- **WORK REQUIRED**
Print all of the data exactly as written.

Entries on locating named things
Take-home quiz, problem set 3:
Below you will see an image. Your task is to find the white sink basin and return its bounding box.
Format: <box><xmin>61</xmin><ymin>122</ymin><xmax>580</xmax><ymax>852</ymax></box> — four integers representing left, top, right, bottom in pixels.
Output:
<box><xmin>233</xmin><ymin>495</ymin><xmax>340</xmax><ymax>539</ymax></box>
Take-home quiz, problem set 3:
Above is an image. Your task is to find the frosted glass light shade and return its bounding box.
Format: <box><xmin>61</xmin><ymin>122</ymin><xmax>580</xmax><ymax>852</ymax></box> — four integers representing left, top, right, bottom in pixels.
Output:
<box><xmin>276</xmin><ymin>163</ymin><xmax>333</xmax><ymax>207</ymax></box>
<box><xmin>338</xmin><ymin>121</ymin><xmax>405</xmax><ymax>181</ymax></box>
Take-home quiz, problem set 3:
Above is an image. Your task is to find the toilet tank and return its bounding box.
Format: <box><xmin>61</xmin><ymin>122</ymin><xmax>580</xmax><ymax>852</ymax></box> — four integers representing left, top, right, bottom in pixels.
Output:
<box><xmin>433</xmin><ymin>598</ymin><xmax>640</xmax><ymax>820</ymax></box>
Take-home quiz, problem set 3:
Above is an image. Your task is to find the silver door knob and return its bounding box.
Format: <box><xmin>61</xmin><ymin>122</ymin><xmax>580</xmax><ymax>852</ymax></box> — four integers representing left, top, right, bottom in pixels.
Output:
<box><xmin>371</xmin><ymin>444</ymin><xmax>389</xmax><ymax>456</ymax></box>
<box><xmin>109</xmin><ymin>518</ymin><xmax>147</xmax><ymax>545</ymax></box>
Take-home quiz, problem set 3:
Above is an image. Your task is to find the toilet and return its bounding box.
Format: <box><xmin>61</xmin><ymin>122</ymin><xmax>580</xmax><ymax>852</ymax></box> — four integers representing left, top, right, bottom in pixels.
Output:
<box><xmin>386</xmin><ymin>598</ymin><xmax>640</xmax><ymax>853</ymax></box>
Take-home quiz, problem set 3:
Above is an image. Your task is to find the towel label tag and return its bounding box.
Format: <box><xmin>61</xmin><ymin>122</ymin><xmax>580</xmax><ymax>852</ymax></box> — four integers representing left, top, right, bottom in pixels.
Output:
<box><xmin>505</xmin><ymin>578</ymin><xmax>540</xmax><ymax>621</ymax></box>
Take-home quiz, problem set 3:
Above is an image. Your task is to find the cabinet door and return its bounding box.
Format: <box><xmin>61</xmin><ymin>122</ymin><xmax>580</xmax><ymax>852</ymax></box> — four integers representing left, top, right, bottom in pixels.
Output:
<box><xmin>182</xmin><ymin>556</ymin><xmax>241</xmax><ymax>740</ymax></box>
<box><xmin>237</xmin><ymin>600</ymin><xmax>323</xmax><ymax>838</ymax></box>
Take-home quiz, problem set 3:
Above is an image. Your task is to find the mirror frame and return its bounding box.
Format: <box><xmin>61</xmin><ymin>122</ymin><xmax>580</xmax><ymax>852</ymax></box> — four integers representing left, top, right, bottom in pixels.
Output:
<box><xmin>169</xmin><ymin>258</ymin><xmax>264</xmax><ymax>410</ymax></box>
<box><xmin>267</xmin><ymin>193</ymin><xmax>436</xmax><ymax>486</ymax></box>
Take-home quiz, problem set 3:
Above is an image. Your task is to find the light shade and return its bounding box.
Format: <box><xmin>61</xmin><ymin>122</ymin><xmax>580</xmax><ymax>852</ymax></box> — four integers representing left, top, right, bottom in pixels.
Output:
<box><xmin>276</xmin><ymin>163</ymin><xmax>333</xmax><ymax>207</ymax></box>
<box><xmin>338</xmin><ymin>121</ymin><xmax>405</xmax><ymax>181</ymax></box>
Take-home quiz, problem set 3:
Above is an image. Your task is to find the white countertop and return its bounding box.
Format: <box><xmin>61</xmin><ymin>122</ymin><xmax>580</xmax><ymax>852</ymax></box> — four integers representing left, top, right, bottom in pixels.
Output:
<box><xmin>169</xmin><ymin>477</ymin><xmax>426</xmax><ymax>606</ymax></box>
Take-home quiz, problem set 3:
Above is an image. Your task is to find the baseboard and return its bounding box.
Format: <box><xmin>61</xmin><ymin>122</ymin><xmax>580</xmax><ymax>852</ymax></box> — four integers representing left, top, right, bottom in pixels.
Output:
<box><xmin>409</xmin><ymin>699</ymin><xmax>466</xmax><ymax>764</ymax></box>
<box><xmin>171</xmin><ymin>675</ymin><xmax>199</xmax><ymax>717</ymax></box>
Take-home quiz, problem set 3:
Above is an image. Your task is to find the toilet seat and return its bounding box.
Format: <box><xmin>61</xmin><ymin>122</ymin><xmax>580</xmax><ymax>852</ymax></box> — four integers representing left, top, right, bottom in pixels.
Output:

- **RESULT OF THE TASK**
Take-home quiz, problem set 3:
Below you will see an image. Your task is to find the white sink basin and return its bounding box.
Format: <box><xmin>61</xmin><ymin>122</ymin><xmax>580</xmax><ymax>852</ymax></box> — four integers representing left, top, right, bottom in pixels.
Output:
<box><xmin>233</xmin><ymin>495</ymin><xmax>340</xmax><ymax>539</ymax></box>
Take-home quiz, problem set 3:
Above is an image. Your task is to find the frosted glass light shade and return its bounding box.
Format: <box><xmin>61</xmin><ymin>122</ymin><xmax>580</xmax><ymax>852</ymax></box> — four integers representing left, top, right, bottom in pixels.
Output:
<box><xmin>276</xmin><ymin>163</ymin><xmax>333</xmax><ymax>207</ymax></box>
<box><xmin>338</xmin><ymin>121</ymin><xmax>405</xmax><ymax>181</ymax></box>
Take-home quiz, problem set 3:
Above is an image. Your task is to find the toilet tank and return its bounding box.
Format: <box><xmin>61</xmin><ymin>122</ymin><xmax>580</xmax><ymax>852</ymax></box> — four integers representing left, top, right, bottom in pixels.
Output:
<box><xmin>433</xmin><ymin>598</ymin><xmax>640</xmax><ymax>820</ymax></box>
Take-home quiz, problem set 3:
Above is an image. Your task is to find the silver door knob and return its bounding box.
Format: <box><xmin>61</xmin><ymin>122</ymin><xmax>580</xmax><ymax>852</ymax></box> — four integers representing left, top, right, bottom in pixels.
Output:
<box><xmin>371</xmin><ymin>444</ymin><xmax>389</xmax><ymax>456</ymax></box>
<box><xmin>109</xmin><ymin>518</ymin><xmax>147</xmax><ymax>545</ymax></box>
Take-home quiz, problem set 3:
Above is an image. Your task is to find the toilet and return its bounding box.
Format: <box><xmin>61</xmin><ymin>122</ymin><xmax>580</xmax><ymax>852</ymax></box> — four integers representing left, top, right, bottom in pixels.
Output:
<box><xmin>386</xmin><ymin>598</ymin><xmax>640</xmax><ymax>853</ymax></box>
Take-home quiz, problem set 3:
Above is an image. Your task is to find the towel label tag and return its bounding box.
Format: <box><xmin>61</xmin><ymin>122</ymin><xmax>580</xmax><ymax>852</ymax></box> — four integers representing left, top, right, bottom in pixels.
Output:
<box><xmin>505</xmin><ymin>578</ymin><xmax>540</xmax><ymax>621</ymax></box>
Take-home quiz, problem set 3:
Above is an image. Your task is to find the cabinet door and return its bounding box.
Format: <box><xmin>61</xmin><ymin>122</ymin><xmax>580</xmax><ymax>852</ymax></box> — four integers representing left, top, right, bottom in pixels.
Output:
<box><xmin>182</xmin><ymin>556</ymin><xmax>241</xmax><ymax>740</ymax></box>
<box><xmin>237</xmin><ymin>600</ymin><xmax>323</xmax><ymax>838</ymax></box>
Take-home quiz, problem set 3:
Above is an image. Your task is to find the mirror frame and return its bounding box.
Format: <box><xmin>61</xmin><ymin>122</ymin><xmax>580</xmax><ymax>852</ymax></box> — four integers representing left, top, right, bottom in pixels.
Output:
<box><xmin>169</xmin><ymin>258</ymin><xmax>264</xmax><ymax>410</ymax></box>
<box><xmin>267</xmin><ymin>193</ymin><xmax>436</xmax><ymax>486</ymax></box>
Take-home quiz, problem set 3:
Above is an image. Your task is to find the light shade and return its bounding box.
Format: <box><xmin>61</xmin><ymin>122</ymin><xmax>580</xmax><ymax>852</ymax></box> — four integers representing left, top, right, bottom in pixels.
Output:
<box><xmin>276</xmin><ymin>163</ymin><xmax>333</xmax><ymax>207</ymax></box>
<box><xmin>338</xmin><ymin>121</ymin><xmax>405</xmax><ymax>181</ymax></box>
Take-home quiz, problem set 3:
Above is an image. Your task is to find the white countertop and return its bounding box.
Format: <box><xmin>61</xmin><ymin>122</ymin><xmax>580</xmax><ymax>852</ymax></box> — four integers representing left, top, right, bottom in pixels.
Output:
<box><xmin>169</xmin><ymin>477</ymin><xmax>426</xmax><ymax>606</ymax></box>
Take-home quiz, problem set 3:
Above is an image. Your task is to find the baseboard and return its bounding box.
Format: <box><xmin>61</xmin><ymin>122</ymin><xmax>580</xmax><ymax>852</ymax></box> — four integers representing left, top, right, bottom in pixels.
Output:
<box><xmin>409</xmin><ymin>699</ymin><xmax>466</xmax><ymax>764</ymax></box>
<box><xmin>171</xmin><ymin>675</ymin><xmax>199</xmax><ymax>717</ymax></box>
Take-home quiz, problem set 3:
Above is an image. Your task is to find the toilet seat and return its bounding box.
Format: <box><xmin>61</xmin><ymin>122</ymin><xmax>580</xmax><ymax>852</ymax></box> — four integers representing left, top, right, bottom in pixels.
Output:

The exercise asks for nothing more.